Excerpts of pointing data

+===+

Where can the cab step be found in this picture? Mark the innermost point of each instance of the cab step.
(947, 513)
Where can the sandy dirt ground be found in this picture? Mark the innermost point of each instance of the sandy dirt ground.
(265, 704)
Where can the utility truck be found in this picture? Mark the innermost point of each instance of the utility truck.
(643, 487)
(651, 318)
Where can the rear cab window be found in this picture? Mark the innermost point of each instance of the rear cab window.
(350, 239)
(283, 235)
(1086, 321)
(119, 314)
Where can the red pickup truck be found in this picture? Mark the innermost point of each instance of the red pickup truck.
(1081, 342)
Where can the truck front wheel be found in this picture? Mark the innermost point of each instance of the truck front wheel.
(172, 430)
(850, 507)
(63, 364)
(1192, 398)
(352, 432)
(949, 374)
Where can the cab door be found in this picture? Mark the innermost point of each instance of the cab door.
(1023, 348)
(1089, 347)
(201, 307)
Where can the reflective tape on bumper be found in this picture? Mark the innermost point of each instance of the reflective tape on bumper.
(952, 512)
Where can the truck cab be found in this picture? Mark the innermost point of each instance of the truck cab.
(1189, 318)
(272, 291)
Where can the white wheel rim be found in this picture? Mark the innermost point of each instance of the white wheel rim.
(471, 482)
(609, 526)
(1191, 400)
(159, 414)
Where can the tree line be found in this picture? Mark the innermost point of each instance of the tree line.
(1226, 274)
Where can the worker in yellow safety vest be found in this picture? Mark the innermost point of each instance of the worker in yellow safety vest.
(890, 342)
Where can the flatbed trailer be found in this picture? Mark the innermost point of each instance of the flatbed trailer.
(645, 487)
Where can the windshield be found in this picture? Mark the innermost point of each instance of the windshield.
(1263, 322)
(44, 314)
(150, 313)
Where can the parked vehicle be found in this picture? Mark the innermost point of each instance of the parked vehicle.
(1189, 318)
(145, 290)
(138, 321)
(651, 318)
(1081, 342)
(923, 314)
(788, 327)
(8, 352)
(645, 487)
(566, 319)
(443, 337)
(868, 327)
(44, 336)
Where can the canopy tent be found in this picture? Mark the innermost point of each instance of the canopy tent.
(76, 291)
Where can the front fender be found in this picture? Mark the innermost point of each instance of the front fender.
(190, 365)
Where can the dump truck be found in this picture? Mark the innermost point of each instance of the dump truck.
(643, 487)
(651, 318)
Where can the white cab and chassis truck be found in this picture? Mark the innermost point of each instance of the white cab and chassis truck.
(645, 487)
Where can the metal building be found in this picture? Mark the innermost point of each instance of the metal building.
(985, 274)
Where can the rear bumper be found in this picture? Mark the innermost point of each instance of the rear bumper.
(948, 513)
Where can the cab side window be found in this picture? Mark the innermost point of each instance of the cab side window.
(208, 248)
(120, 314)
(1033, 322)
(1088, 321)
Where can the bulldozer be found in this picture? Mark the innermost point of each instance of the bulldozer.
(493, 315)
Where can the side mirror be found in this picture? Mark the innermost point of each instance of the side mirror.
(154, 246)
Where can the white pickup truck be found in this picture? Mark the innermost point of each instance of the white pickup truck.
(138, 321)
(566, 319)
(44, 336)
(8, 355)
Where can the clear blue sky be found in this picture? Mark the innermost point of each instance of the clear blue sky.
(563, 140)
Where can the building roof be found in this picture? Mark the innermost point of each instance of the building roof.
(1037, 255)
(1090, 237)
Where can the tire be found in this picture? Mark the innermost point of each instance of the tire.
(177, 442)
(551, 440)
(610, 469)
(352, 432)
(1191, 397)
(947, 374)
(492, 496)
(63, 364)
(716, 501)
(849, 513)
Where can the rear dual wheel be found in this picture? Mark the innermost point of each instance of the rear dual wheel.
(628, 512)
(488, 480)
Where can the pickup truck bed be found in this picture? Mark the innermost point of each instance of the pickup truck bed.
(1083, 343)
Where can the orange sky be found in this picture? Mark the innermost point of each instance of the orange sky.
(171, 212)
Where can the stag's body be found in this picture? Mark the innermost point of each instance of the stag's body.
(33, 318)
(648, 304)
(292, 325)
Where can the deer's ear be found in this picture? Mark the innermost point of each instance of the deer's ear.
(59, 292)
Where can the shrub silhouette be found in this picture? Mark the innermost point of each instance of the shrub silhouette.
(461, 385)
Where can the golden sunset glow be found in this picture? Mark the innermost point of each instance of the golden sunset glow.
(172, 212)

+===+

Retype the lines above exactly as they appear, covering every line from start to finish.

## TASK SOLUTION
Where can the cab step be found in this picture? Mark the innermost point of each instance of the cab step.
(947, 513)
Where can the sandy dirt ground be found in this picture? Mark the innermost point of each instance of the sandy dirt ground.
(265, 704)
Where can the utility truck be found in this picture? Mark the innermost point of each instance of the utility truck.
(643, 487)
(651, 318)
Where can the rear cab window be found in this picture? Mark the innermost point of each instance of the rear cab window.
(350, 239)
(283, 235)
(1086, 321)
(119, 314)
Where can the red pickup truck be found in this picture? Mark the innermost point of each instance of the red pickup truck.
(1081, 342)
Where can the truck front wheel be found in this picture? Mark the innermost point of each instance of the truck front wheel.
(172, 430)
(850, 507)
(63, 364)
(1192, 398)
(352, 432)
(949, 374)
Where can the cab door be found in this picture? Mark the innermost point of each instance of the cab door.
(1023, 348)
(1089, 347)
(201, 307)
Where can the reflective tape on bumper be found in this picture? Mark the innermost point of each instance of the reflective tape on bumper.
(952, 512)
Where can the truck cab be found in this picture? Mark the innermost point of each instance of the truck cab.
(1189, 318)
(272, 291)
Where can the white wheel rim be found in this picture? Mark the innermost point of each instance of the white wheel rim.
(471, 482)
(609, 526)
(1191, 400)
(159, 414)
Where can the tree line be found in this picture? Mark the innermost point of each instance of the tree line.
(1226, 274)
Where can the worker in yellow safety vest be found in this picture? Mark the innermost point of each instance of the worker in yellow safety vest.
(890, 342)
Where can the flatbed trailer be found in this picture? Mark the innermost point of each instance of the flatbed trailer.
(645, 487)
Where can the windshield be found in this picture? Mark the innermost point of each instance of the windshield.
(1263, 322)
(44, 314)
(150, 313)
Where can the parked vehicle be found in this picture? Mark the innermost point of each instance of the parked vehicle.
(1189, 318)
(145, 290)
(138, 321)
(651, 318)
(1081, 342)
(923, 314)
(788, 327)
(8, 352)
(645, 487)
(566, 319)
(443, 337)
(868, 327)
(44, 336)
Where can the canopy tent be found in this picture? Mark the innermost point of each instance of the canopy tent.
(76, 291)
Where can the front fender be found in this picture? Mark the innermost point of each instance of the front fender.
(190, 365)
Where can the dump truck be found in this picture? Mark the innermost point of each instance of the dump truck.
(643, 487)
(651, 318)
Where can the white cab and chassis truck be found in this picture? Mark the innermost point of each instance of the white cab and chassis truck.
(645, 487)
Where can the metal building be found in this picture? Mark the innermost point of each instance of the metal building.
(985, 274)
Where can the rear bumper be found in this picture? Mark the innermost point of each instance of the rear bumper.
(948, 513)
Where can the cab side window be found in this picture? Mark the innermost point of each instance of the cab side window.
(208, 248)
(120, 314)
(1033, 322)
(1088, 321)
Where can the bulldozer be found in this picture? Mark the innermost point of each instance of the bulldozer.
(493, 315)
Where can the side mirror be found in this picture? Mark the innermost point of each instance of the side mirror.
(154, 246)
Where can the white pickup truck be found in this picture? Mark the innermost point of each instance of the white pickup truck.
(138, 321)
(566, 319)
(44, 336)
(8, 355)
Where can the clear blue sky be found in this picture? Mark the innermost point of each instance of the clear blue sky.
(563, 140)
Where can the building roof be found in this picture? Mark the innermost point of each instance of the building roof.
(1037, 255)
(1090, 237)
Where can the tire be found in this picture? Mark the innermost point of each instance of the tire.
(177, 442)
(551, 440)
(610, 469)
(352, 432)
(1191, 397)
(947, 374)
(492, 496)
(63, 364)
(716, 501)
(849, 513)
Where can the rear dual wheel be found in this picture? Mark the innermost point of each instance of the rear dual wheel.
(628, 512)
(488, 480)
Where can the pickup truck bed be found in this picture? Mark the innermost point of each instance of the pickup truck bed.
(1083, 343)
Where can the orange sky be found in this picture? Mark the innermost point of each instance of the orange sky.
(171, 212)
Where can the stag's body be found in this picture? Mark the innermost point of each instance of the stag's body.
(33, 318)
(648, 304)
(292, 325)
Where can the deer's ear be found in this picture? Mark the innermost point of each instance of the deer's ear.
(59, 292)
Where can the shrub silhouette be found in this picture? Mark the innermost point of each instance of the shrub silhouette.
(461, 385)
Where can the golden sunset glow be found in this picture? Mark the innermost point of each instance of the golden sunset glow.
(172, 212)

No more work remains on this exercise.